=== EXCERPTED RECORDS ===
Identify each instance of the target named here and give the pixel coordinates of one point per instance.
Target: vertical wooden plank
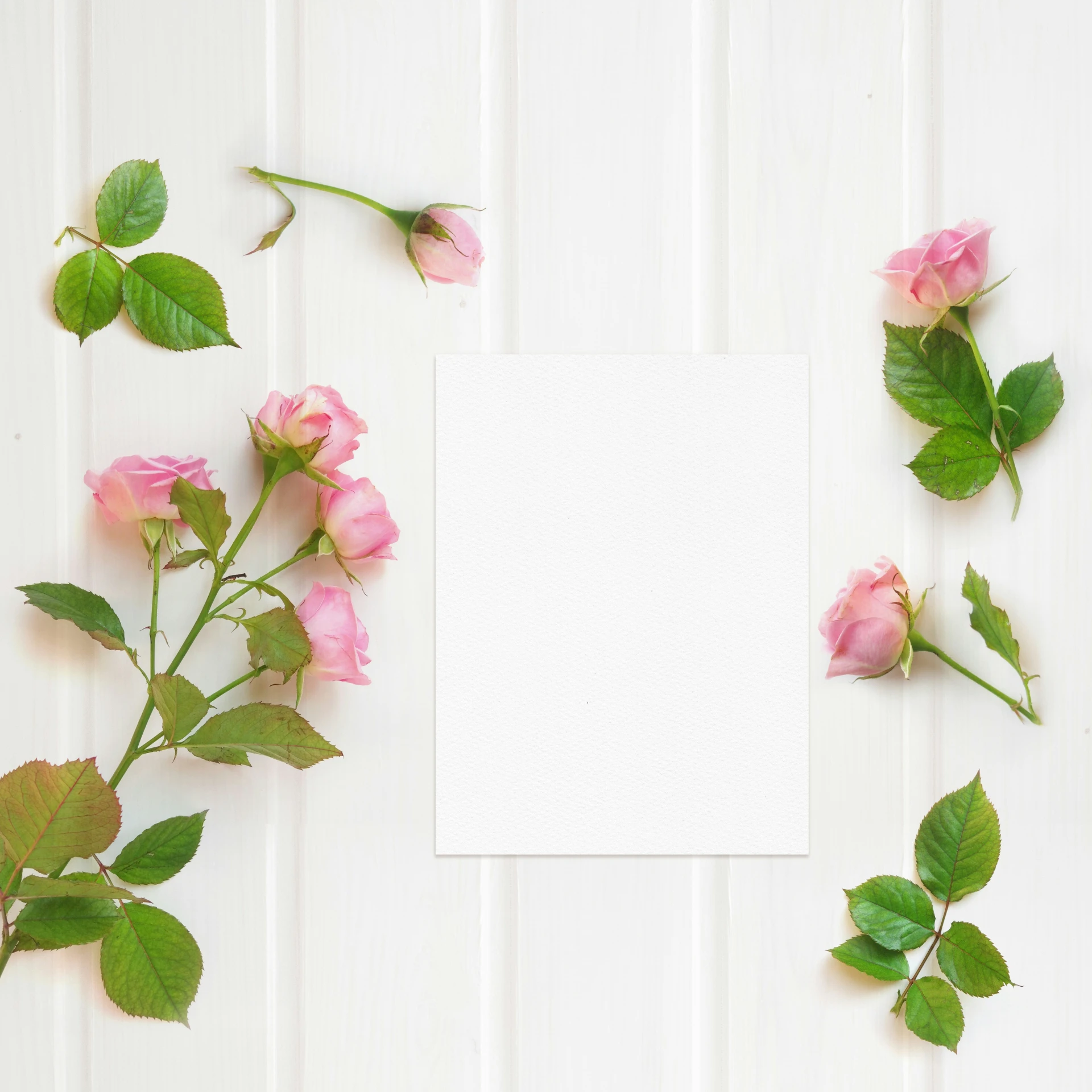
(1021, 161)
(923, 520)
(815, 163)
(287, 370)
(499, 309)
(710, 332)
(36, 1003)
(142, 399)
(392, 962)
(605, 178)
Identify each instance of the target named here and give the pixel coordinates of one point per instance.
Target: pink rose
(356, 520)
(866, 626)
(339, 640)
(318, 411)
(135, 489)
(446, 247)
(944, 269)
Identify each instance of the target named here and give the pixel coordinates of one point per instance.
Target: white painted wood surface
(718, 176)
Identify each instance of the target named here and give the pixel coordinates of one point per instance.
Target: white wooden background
(712, 176)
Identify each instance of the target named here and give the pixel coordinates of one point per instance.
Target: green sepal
(311, 545)
(131, 205)
(972, 961)
(1030, 399)
(187, 557)
(85, 610)
(959, 843)
(907, 656)
(956, 464)
(88, 293)
(864, 955)
(934, 1012)
(175, 303)
(895, 912)
(162, 851)
(271, 237)
(151, 965)
(413, 260)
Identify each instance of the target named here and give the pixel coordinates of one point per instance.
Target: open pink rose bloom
(942, 269)
(866, 626)
(356, 519)
(315, 412)
(135, 489)
(339, 640)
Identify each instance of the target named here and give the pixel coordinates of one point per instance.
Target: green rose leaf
(956, 464)
(151, 966)
(1036, 392)
(88, 611)
(46, 887)
(972, 962)
(895, 912)
(865, 955)
(958, 843)
(940, 384)
(278, 642)
(274, 731)
(88, 293)
(162, 851)
(61, 923)
(180, 705)
(934, 1012)
(175, 303)
(187, 557)
(51, 814)
(205, 510)
(990, 622)
(131, 204)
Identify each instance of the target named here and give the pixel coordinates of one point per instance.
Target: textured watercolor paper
(622, 619)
===
DIRECTIONS
Using the records above, retype everything exactly except the pictures.

RESULT OF THE TASK
Identify each instance of the target named here and give the pixel coordinates of one point per instance.
Target: vertical wooden plank
(1021, 161)
(923, 520)
(815, 163)
(287, 370)
(499, 309)
(710, 332)
(36, 1003)
(142, 399)
(392, 962)
(605, 178)
Identify each instance of the target named here and give the pixel coordinates of one point per instance.
Target: pink rose
(356, 520)
(866, 626)
(339, 640)
(318, 411)
(135, 489)
(446, 247)
(944, 269)
Identify each instance of the target named here and give the pixel coordinates of one point per instance.
Target: white painted wood surface
(718, 176)
Identify each instance of the target named here and give the pixel coordinates of one point per instance.
Target: white wooden background
(712, 176)
Identify each instance of the target named here and give the pixel coordinates of one point per instance.
Target: green sepal
(311, 545)
(131, 205)
(972, 961)
(1030, 399)
(187, 557)
(85, 610)
(959, 843)
(907, 656)
(956, 464)
(88, 293)
(864, 955)
(934, 1012)
(175, 303)
(895, 912)
(162, 851)
(271, 237)
(151, 965)
(413, 260)
Identify each instance of the target named here and give the pixel coordinates of one point per instance.
Target: open pink rose bloom
(942, 269)
(866, 626)
(356, 519)
(315, 412)
(135, 489)
(339, 640)
Identify each instance of the target named here and give the pixel coordinates of one point per instance.
Target: green rose leaf
(956, 464)
(151, 966)
(1036, 392)
(88, 611)
(46, 887)
(972, 962)
(895, 912)
(865, 955)
(958, 843)
(940, 384)
(278, 642)
(274, 731)
(88, 293)
(162, 851)
(61, 923)
(180, 705)
(934, 1012)
(175, 303)
(187, 557)
(51, 814)
(205, 510)
(990, 622)
(131, 204)
Identify each instance of the target named here and give the pixel coordinates of one point per instance.
Target: textured watercolor paper
(622, 619)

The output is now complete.